Segment Start: Data
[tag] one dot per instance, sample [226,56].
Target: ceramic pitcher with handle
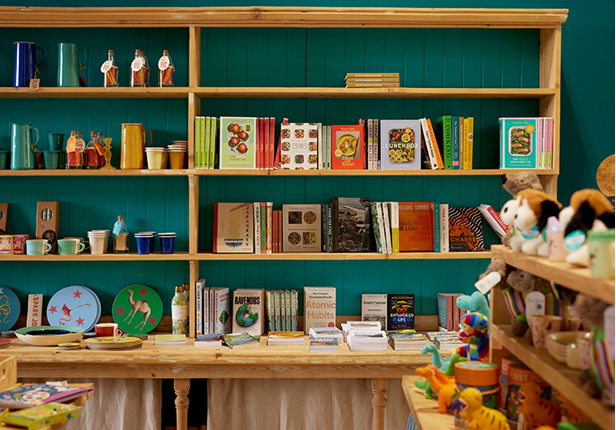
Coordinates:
[22,148]
[133,144]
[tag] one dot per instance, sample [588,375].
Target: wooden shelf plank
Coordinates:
[345,256]
[275,92]
[94,92]
[349,93]
[178,256]
[305,17]
[560,272]
[425,411]
[562,378]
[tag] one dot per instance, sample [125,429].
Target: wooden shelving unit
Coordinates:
[578,280]
[548,21]
[562,378]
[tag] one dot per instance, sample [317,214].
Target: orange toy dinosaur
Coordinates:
[441,384]
[538,411]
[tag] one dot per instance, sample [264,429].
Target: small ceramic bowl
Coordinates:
[558,343]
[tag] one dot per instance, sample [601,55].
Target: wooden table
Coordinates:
[425,411]
[79,401]
[158,362]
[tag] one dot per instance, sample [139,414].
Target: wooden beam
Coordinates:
[306,17]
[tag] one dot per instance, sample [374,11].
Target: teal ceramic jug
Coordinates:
[22,149]
[68,64]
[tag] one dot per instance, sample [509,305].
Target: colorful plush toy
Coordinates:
[447,366]
[588,210]
[531,218]
[442,385]
[474,333]
[536,410]
[477,416]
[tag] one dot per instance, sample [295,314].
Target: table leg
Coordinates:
[182,386]
[379,387]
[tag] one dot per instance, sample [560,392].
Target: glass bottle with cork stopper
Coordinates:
[179,312]
[110,71]
[120,236]
[165,70]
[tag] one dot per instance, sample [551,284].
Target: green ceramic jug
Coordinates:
[22,155]
[68,64]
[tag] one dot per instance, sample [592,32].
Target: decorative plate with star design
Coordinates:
[9,308]
[137,309]
[75,306]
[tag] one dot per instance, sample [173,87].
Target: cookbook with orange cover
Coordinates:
[348,147]
[416,226]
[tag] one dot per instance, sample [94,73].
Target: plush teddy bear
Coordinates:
[588,210]
[531,218]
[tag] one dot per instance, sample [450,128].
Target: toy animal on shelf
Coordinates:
[447,366]
[536,410]
[588,210]
[443,385]
[477,416]
[531,218]
[474,333]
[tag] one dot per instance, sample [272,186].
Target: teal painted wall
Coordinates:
[298,57]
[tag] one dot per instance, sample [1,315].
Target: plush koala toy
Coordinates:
[531,218]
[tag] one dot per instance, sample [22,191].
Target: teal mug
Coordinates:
[70,247]
[22,148]
[68,64]
[56,141]
[37,247]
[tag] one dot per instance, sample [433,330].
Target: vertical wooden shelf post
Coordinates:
[549,77]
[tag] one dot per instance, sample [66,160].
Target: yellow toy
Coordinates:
[537,411]
[478,417]
[443,385]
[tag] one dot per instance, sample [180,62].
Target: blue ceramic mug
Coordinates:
[25,63]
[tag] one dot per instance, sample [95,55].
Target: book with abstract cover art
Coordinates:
[351,224]
[348,147]
[416,226]
[465,230]
[400,144]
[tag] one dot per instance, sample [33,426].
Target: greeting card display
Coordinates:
[137,309]
[75,306]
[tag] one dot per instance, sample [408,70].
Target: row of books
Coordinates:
[372,80]
[349,225]
[526,143]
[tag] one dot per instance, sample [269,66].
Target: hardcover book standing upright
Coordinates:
[238,143]
[401,144]
[348,147]
[351,224]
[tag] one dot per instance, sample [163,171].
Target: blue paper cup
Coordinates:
[167,243]
[144,244]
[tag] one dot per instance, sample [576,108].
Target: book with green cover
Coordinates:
[445,137]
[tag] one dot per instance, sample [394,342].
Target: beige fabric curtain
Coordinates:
[300,404]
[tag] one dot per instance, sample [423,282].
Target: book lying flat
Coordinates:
[31,395]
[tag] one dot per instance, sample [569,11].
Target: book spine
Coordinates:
[270,208]
[294,310]
[215,245]
[427,145]
[395,227]
[257,215]
[436,212]
[455,137]
[199,308]
[434,142]
[444,209]
[387,228]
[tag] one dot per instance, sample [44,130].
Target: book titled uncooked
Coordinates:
[319,307]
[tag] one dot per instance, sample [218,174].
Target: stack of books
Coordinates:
[277,338]
[324,344]
[372,80]
[401,341]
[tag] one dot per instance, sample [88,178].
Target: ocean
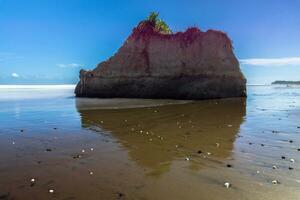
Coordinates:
[56,146]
Segment End: Data
Verbatim copy with pictures excluded: write out the records above in full.

[tag] one dot per instance, sample [226,56].
Target: ceramic pitcher with handle
Coordinates:
[22,148]
[133,144]
[tag] one dot per instance, sample [588,375].
Target: wooden shelf plank
Coordinates:
[345,256]
[275,92]
[94,92]
[349,93]
[178,256]
[305,17]
[560,272]
[425,411]
[562,378]
[tag] one dot per instance, sample [125,429].
Target: wooden shelving unit
Coordinates:
[578,280]
[548,21]
[562,378]
[tag] one dot per instance, sample [317,214].
Target: orange toy dinosaur
Coordinates:
[441,384]
[538,411]
[tag] one dot per instance, sample [264,429].
Target: small ceramic bowl
Coordinates:
[558,343]
[tag] one dot per instance, sample [601,55].
Target: wooden table
Coordinates:
[425,411]
[79,401]
[158,362]
[tag] one dot per instance, sample [139,414].
Target: wooden beam
Coordinates:
[306,17]
[tag] one dot per instance, sample [374,11].
Target: teal ceramic jug
Coordinates:
[22,149]
[68,64]
[tag] one dot per instance, sample [509,305].
Target: colorful plush toy
Coordinates:
[447,366]
[588,210]
[531,218]
[442,385]
[474,333]
[536,410]
[477,416]
[tag] one dot per instance, sample [295,314].
Target: table leg
Coordinates:
[182,386]
[379,387]
[tag] one dot per instance, sample [560,392].
Target: glass bottle with cork stopper
Coordinates:
[179,312]
[110,71]
[120,236]
[165,70]
[tag] one dot per instance, sample [551,284].
Target: green ceramic jug
Coordinates:
[22,155]
[68,64]
[tag] one dot per instance, sample [592,32].
Target: decorative plate with star design
Coordinates:
[9,308]
[137,309]
[75,306]
[tag] one dot per instance, sample [173,87].
Target: cookbook with orange cover
Coordinates:
[348,147]
[416,226]
[tag] one dot per instance, sample [94,73].
Target: plush teddy bear
Coordinates:
[588,210]
[531,218]
[tag] one dot per instance, sample [450,128].
Target: toy animal on shelf
Coordinates:
[447,366]
[536,410]
[588,210]
[443,385]
[477,416]
[531,218]
[474,333]
[tag] one dot per instance, sample [272,186].
Target: teal painted wall
Coordinates:
[298,57]
[tag] one dot per instance, sample [1,315].
Target: plush koala toy
Coordinates:
[531,218]
[tag] one dot per instance, sample [22,191].
Target: teal mug
Coordinates:
[70,247]
[22,148]
[68,64]
[56,141]
[37,247]
[tag] one dot per instance, sample [433,330].
Target: vertical wooden shelf post
Coordinates:
[549,77]
[tag] one dot per instance, sample [66,160].
Target: yellow toy
Coordinates:
[537,411]
[478,417]
[443,385]
[tag] one dot per instance, sample [180,62].
Target: blue ceramic mug
Coordinates:
[25,63]
[tag] one dot per instance, sample [95,55].
Target: book with abstract cover art
Coordinates:
[351,224]
[348,147]
[416,226]
[465,230]
[400,144]
[tag] one dot per instance, sample [33,426].
Target: greeting card display
Coordinates:
[137,309]
[75,306]
[tag] one dot per instance, sample [408,70].
Target: row of books
Coordinates:
[372,80]
[349,225]
[526,143]
[tag] one dot per instance, sample [269,66].
Target: hardcover book standing upright
Coordinates:
[238,143]
[401,144]
[348,147]
[351,224]
[tag] one dot per instance, sample [163,171].
Target: blue paper cup
Coordinates:
[167,243]
[144,244]
[tag] one dot per instance, sample [576,108].
Target: book with green cover
Coordinates:
[445,137]
[tag] one dot per instance, sample [394,342].
Target: beige fabric curtain
Coordinates:
[300,404]
[tag] one dot per instance, sample [423,282].
Target: book lying flat
Coordinates:
[31,395]
[tag] one dot per instance, sample [569,11].
Target: book spine
Coordinates:
[270,208]
[294,310]
[215,245]
[427,145]
[395,227]
[257,215]
[436,212]
[455,137]
[199,308]
[434,142]
[444,209]
[387,228]
[tag] one dot per instance, sample [44,130].
Target: book titled uncooked
Coordinates:
[319,307]
[tag] one dot per instance, sample [218,174].
Target: stack of books
Coordinates:
[277,338]
[324,344]
[372,80]
[401,341]
[tag] one dot per instance, sample [88,178].
Target: ocean
Coordinates:
[56,146]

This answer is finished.